Perambulam pela Terra sete bilhões de pessoas cada vez mais conectadas e obcecadas pelo ambiente urbano. Elas estão, em maior ou menor grau, hipnotizadas por seus valores, ideais e estilo de vida. Sete bilhões de pessoas cada vez mais informadas e mais críticas, o que torna a comunicação entre nós cada vez mais complexa e desafiadora. Este mundo urbano ultraconectado, repleto de virtudes e fragilidades foi o nosso ponto de partida para investigarmos um assunto fundamental: a confiança.

Definir “confiança” já é um desafio em si. Ela não é uma coisa, não é um sentimento – nos pareceu se tratar de um processo. Por causa disso (e entendendo que nosso tema era conceitualmente líquido), pensamos em mudar nossa pergunta para “como se constrói confiança?”. Para respondê-la, recorremos a uma metodologia de estudo que tem fundamentos na neurociência e produz resultado pragmático: o mapeamento mental do seu processo de construção.

Este estudo foi concluído em 2012 e batizado de Trustparency – building natural brands (Trustparency – construindo marcas naturais). A ideia era mostrar como o processo de construção de confiança entre as pessoas pode gerar aprendizados para a relação entre marcas e pessoas – desde que as marcas entendam a dinâmica que rege a construção e a manutenção da confiança. Este estudo culminou em uma tentativa pragmática de aplicação através do entendimento de quatro pilares fundamentais:

– a imperfeição das pessoas;
– a imperfeição das empresas, produtos e serviços;
– a necessidade de entregar o que se promete;
– a necessidade de se estabelecer diálogo, custe o que custar (diálogo inclui responder as perguntas difíceis ou aquelas para as quais você não tem resposta imediata).

→ **DETALHES DA TAREFA**
Transcreva literalmente o trecho do texto sobre a construção da confiança que começa em "Perambulam pela Terra" e termina em "fundamental: a confiança.".

→ **CONJUNTO DE REGISTROS**
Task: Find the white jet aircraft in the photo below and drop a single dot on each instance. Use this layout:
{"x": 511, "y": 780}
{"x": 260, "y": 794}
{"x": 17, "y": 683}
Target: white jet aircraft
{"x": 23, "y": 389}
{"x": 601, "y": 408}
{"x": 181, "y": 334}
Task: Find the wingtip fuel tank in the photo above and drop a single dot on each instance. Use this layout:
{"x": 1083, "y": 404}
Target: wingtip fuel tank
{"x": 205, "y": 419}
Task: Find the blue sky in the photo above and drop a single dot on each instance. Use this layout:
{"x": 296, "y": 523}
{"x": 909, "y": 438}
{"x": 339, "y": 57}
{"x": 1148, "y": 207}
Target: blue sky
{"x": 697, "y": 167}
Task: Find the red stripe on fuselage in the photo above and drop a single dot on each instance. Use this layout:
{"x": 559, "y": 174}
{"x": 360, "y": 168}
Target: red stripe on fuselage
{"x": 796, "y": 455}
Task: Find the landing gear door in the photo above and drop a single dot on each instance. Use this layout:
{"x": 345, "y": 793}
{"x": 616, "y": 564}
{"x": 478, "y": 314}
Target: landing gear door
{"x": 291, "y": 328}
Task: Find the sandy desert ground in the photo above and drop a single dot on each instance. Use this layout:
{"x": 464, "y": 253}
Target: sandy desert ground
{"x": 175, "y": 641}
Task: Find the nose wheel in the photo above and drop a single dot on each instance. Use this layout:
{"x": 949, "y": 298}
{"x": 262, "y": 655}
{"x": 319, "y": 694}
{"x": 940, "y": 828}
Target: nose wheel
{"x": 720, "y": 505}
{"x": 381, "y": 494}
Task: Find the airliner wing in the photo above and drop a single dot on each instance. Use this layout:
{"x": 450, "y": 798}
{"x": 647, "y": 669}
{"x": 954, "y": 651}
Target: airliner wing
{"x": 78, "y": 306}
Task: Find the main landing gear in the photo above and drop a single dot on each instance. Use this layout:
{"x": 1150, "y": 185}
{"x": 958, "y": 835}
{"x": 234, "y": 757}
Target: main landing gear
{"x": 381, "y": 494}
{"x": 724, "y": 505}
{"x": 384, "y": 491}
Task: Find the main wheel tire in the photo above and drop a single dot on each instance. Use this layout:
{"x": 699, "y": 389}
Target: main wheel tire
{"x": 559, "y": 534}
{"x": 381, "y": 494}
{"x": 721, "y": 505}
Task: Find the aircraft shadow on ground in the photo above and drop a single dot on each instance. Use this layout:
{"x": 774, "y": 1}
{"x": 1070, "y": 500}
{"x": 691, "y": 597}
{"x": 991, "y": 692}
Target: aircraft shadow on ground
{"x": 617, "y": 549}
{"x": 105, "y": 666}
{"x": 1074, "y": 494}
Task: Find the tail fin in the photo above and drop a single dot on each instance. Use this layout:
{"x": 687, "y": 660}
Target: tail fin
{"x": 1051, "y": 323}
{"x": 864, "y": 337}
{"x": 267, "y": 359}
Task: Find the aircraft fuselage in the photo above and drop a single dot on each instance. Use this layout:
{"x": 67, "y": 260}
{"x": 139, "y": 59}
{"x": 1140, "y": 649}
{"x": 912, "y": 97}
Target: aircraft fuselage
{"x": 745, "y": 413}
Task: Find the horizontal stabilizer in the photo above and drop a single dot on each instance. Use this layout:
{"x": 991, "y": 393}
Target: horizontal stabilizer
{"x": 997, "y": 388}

→ **RESOLUÇÃO DO PROBLEMA**
Perambulam pela Terra sete bilhões de pessoas cada vez mais conectadas e obcecadas pelo ambiente urbano. Elas estão, em maior ou menor grau, hipnotizadas por seus valores, ideais e estilo de vida. Sete bilhões de pessoas cada vez mais informadas e mais críticas, o que torna a comunicação entre nós cada vez mais complexa e desafiadora. Este mundo urbano ultraconectado, repleto de virtudes e fragilidades foi o nosso ponto de partida para investigarmos um assunto fundamental: a confiança.